Problem requirements ▸
Copy the lines that follow, keeping every character the same.

Material for this task ▸
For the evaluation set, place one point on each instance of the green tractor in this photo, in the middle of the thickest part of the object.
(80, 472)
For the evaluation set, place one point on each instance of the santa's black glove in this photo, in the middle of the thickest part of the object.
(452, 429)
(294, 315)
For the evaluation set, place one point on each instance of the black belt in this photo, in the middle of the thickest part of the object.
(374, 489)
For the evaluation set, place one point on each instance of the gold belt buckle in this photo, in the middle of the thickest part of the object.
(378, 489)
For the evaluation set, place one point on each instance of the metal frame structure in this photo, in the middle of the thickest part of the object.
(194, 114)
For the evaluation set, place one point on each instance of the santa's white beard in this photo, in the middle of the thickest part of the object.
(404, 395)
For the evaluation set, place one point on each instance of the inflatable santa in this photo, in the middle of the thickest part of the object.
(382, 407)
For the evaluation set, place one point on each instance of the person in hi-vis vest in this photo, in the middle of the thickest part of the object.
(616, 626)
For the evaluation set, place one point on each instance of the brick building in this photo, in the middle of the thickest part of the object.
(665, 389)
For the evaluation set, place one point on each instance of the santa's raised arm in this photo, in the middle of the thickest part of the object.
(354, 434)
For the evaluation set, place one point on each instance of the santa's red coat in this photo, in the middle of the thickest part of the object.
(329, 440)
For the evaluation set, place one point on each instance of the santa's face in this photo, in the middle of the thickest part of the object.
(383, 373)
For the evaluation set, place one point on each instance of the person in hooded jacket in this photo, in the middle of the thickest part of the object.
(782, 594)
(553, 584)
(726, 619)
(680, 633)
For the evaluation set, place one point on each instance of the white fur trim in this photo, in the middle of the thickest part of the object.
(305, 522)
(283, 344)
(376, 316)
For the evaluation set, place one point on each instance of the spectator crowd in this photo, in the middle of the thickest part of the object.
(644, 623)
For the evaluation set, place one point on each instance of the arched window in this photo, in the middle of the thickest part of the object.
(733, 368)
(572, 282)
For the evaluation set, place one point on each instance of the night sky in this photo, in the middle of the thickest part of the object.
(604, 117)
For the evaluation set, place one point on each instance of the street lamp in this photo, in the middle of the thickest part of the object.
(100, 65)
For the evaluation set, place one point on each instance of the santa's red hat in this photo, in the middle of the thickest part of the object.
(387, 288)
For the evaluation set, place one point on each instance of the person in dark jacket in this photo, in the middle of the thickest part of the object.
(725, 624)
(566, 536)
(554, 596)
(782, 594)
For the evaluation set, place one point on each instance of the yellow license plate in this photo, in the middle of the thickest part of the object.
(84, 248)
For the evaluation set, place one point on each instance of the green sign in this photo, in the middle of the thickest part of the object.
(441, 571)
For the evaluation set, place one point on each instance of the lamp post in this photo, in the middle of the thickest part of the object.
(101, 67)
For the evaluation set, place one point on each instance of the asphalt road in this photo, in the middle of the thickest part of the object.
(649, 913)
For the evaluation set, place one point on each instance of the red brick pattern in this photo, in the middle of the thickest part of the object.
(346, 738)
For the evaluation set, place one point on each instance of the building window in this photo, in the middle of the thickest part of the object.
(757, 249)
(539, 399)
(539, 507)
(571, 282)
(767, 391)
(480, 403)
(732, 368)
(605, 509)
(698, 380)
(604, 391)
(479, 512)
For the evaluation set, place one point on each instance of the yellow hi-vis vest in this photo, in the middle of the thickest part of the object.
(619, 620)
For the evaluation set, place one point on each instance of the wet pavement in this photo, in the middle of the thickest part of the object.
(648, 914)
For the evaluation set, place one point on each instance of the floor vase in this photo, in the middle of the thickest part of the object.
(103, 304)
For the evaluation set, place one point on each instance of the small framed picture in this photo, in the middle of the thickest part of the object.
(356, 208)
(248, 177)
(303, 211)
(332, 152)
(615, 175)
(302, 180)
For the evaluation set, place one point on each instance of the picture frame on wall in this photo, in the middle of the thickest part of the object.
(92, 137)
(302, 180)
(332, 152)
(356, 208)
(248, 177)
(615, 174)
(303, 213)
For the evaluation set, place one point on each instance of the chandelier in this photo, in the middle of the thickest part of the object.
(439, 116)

Exercise output ▸
For the evaluation set, place one point on each instance of the green tractor in this photo, in the middle of the thickest part of the object.
(80, 472)
For the evaluation set, place one point on each instance of the santa's black glove in this photo, in the middle of the thickest part of the object.
(452, 429)
(294, 315)
For the evaluation set, place one point on each instance of the black belt in this photo, in the middle of the thickest part of the object.
(374, 489)
For the evaluation set, place one point on each instance of the gold belt buckle in this photo, in the middle of the thickest part of the object.
(378, 489)
For the evaluation set, place one point on each instance of the metal frame structure in this photo, in the middle of the thickest part of the object.
(194, 114)
For the evaluation set, place one point on each instance of the santa's white beard in this photo, in the middle of the thickest part of the object.
(404, 395)
For the evaluation set, place one point on each instance of the inflatable santa in this photo, in the middle of the thickest part of the object.
(382, 407)
For the evaluation set, place one point on each instance of the person in hi-vis vest in this photo, in the middle of the thickest part of the object.
(616, 626)
For the evaluation set, place one point on each instance of the brick building in this photo, in the middle of the thickest part of the object.
(665, 389)
For the evaluation set, place one point on each instance of the santa's raised arm in this photo, in the middle of the thickest part of the object.
(354, 434)
For the evaluation set, place one point on each instance of the santa's red coat in this photo, in the middle of the thickest part of the object.
(329, 440)
For the evaluation set, place one point on each instance of the santa's face in this photo, in the middle of the thickest part of the object.
(383, 373)
For the evaluation set, place one point on each instance of the person in hooded jacket in this photo, in the middle of the thickest part of the object.
(782, 594)
(553, 584)
(726, 619)
(680, 633)
For the evaluation set, place one point on each instance of the white fur trim in this photo, in the middle of the thickest part of the object.
(305, 522)
(283, 344)
(376, 316)
For the evaluation set, place one point on each instance of the spectator crowd in this photo, in the middle of the thickest part of the object.
(644, 623)
For the evaluation set, place one point on each instance of the arched window in this photo, in the middle of the thickest part of the object.
(733, 368)
(572, 282)
For the evaluation set, place one point on each instance of the night sky in this photo, in the middle of the thickest part of the object.
(604, 117)
For the evaluation set, place one point on each instance of the street lamp in this photo, in the middle of the thickest part of the object.
(100, 65)
For the evaluation set, place one point on each instance of the santa's red hat in this photo, in the middle of the thickest part of the object.
(387, 288)
For the evaluation set, place one point on each instance of the person in dark jacket in this photo, in the middle of the thickest part of the object.
(725, 624)
(566, 536)
(554, 596)
(782, 594)
For the evaluation set, place one point on each instance of the yellow license plate in this photo, in the middle of the thickest part of the object.
(84, 248)
For the evaluation set, place one point on each instance of the green sign in this photo, in the middle of the thickest part of the object.
(441, 571)
For the evaluation set, place one point on each instance of the lamp post in this photo, in the middle of the thickest part of the object.
(101, 67)
For the evaluation set, place one point on each instance of the asphalt road in this photo, in the middle of the thickest part of the object.
(649, 913)
For the evaluation set, place one point on each instance of the red brick pattern in this photo, in the middle of the thickest part of the object.
(346, 738)
For the evaluation set, place one point on each instance of the building window in this photo, in the middle of the thickest part of the object.
(757, 249)
(539, 399)
(539, 507)
(571, 282)
(767, 391)
(480, 403)
(732, 368)
(605, 509)
(698, 380)
(604, 391)
(479, 512)
For the evaluation set, place one point on each instance of the yellow hi-vis vest in this photo, in the middle of the thickest part of the object.
(619, 620)
For the evaluation set, place one point on each instance of the wet pavement in this photo, in the middle of the thickest part of the object.
(648, 914)
For the evaluation set, place one point on each instance of the floor vase in this photo, in the middle of the thickest part of the object.
(103, 304)
For the evaluation set, place one point on each instance of the small framed picture in this photo, in the middle of the thickest part of the object.
(356, 208)
(248, 177)
(303, 211)
(332, 152)
(615, 175)
(302, 180)
For the evaluation set, place one point on each instance of the picture frame on wall in this photo, in the middle of the thickest part of the object.
(92, 137)
(302, 180)
(332, 152)
(356, 208)
(248, 177)
(615, 174)
(303, 213)
For the evaluation set, place one point on each instance of the chandelier in this photo, in the middle of the thickest part of the object.
(439, 116)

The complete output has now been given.